Ensayos en terreno, por llamarlos de otro modo. Es esta cuarta, también, la
parte más abundante: ocupa, de hecho, casi 2/3 del libro, tres o cuatro dedos
de la mano alzada, uñas incluidas, y admite lecturas a saltos o en uno solo plano
secuencia. Poco, quizá nada, en el fondo, diferencia esencialmente los poemas
de las crónicas de Germán. Decir esto puede rondar la nadería (o hundirse en
ella plenamente), en tanto que de muchos que cruzan de género podría predicarse
tal cosa fácilmente, pero me asisten en este caso particular, para hilvanar
dicho pensamiento, varios hilos recios, de los cuales mencionaré dos o tres.
Uno, el hecho de que una de las prosas de la primera parte, “Acerca de la
muerte de dos perros guardianes y la congregación de quiltros”, originalmente
esté incluida en Calas (2001), donde no desentonaba ni
mucho menos sino que se fundía perfectamente (como la anciana esa que se
mimetiza con su jardín regándolo) con el conjunto de poemas, pasando piola en
esa fiesta como uno más. Quizá esa pura prosa permite suponer que este libro,
que esta vertiente prosística de A
mano alzada estaba ya
contenida en el trabajo de Germán desde un principio, ya en el lejano brindis
inicial.

_ _ _ _ _

**Por hacer:**
1. Pasa al inglés esta oración de la reseña sobre la obra de Germán: "Poco, quizá nada, en el fondo, diferencia esencialmente los poemas de las crónicas de Germán."
2. Retoma la reseña sobre la obra de Germán desde el punto en que termina y sigue escribiéndola.
El material que viene después es aparte y no tiene relación con la reseña sobre la obra de Germán.

**Sección de datos:**

_ _ _ _ _

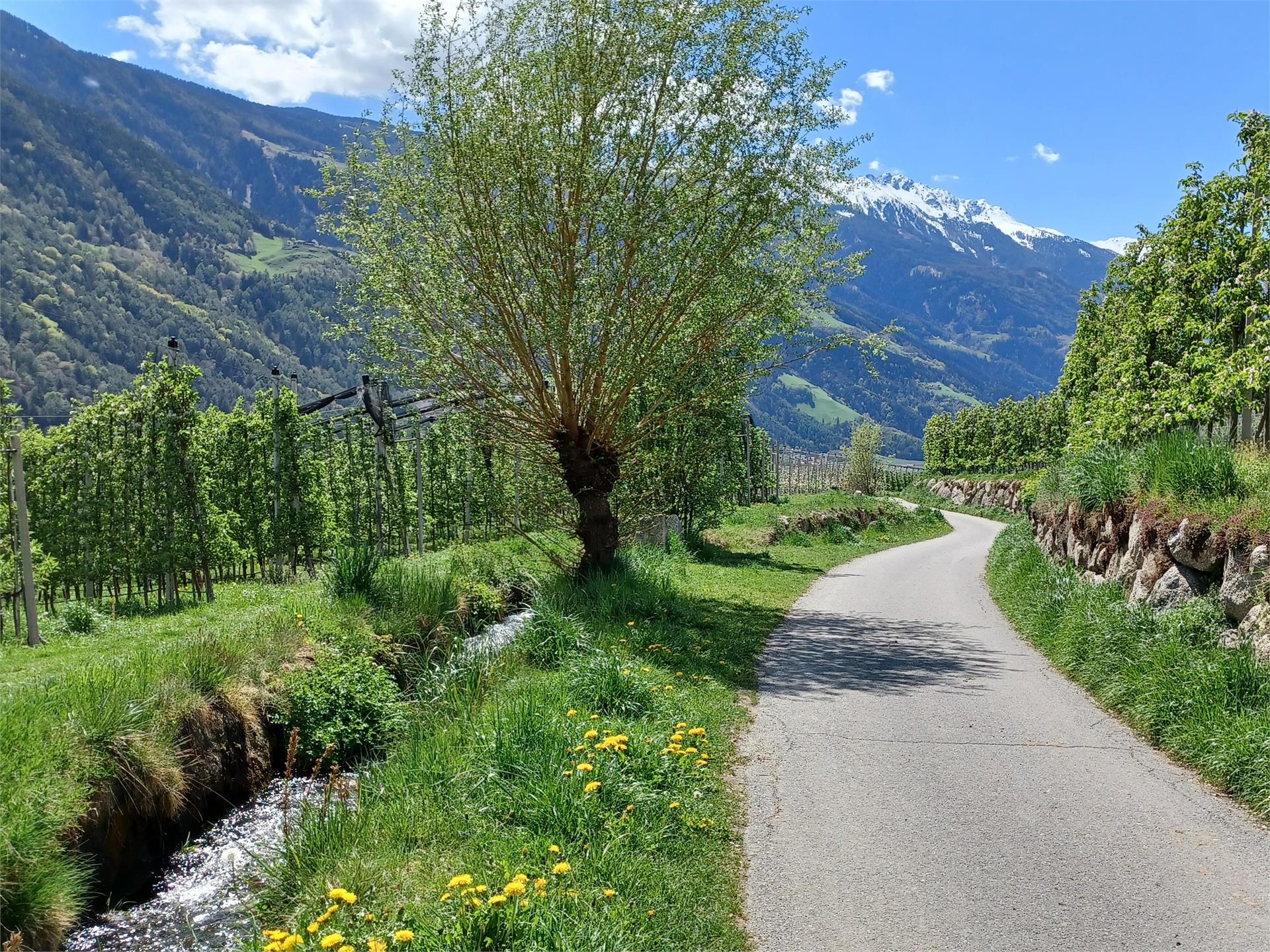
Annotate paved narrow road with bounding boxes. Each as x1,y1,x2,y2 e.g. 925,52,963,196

_ _ _ _ _

**Respuestas a continuación:**
1. Little, perhaps nothing, at bottom, essentially distinguishes Germán's poems from his chronicles.

2.
Un
segundo hilo posible para parar la tesis de cierta igualación o mismidad o
semejanza radical entre prosa y verso en el trabajo de Germán lo deja caer él
mismo en uno de los textos de A
mano alzada que se llama
“Cine, desempleo y cimarra”, y donde hacia el final, y de la nada, se lee:
“tengo la tentación de separar las próximas frases en verso”. No lo hace, pero
podría perfectamente hacerlo con los versos emprosados con que continúa, tal
como lo hace en ese poema que en Ruda se ofrece, a modo de espejo biselado,
con ligeras deformaciones, en una página en prosa y en la de al lado en verso: “Improvisación”,
se llama ese poema, y da cuenta de lo inesenciales que pueden ser los
intercambios de género en esta obra.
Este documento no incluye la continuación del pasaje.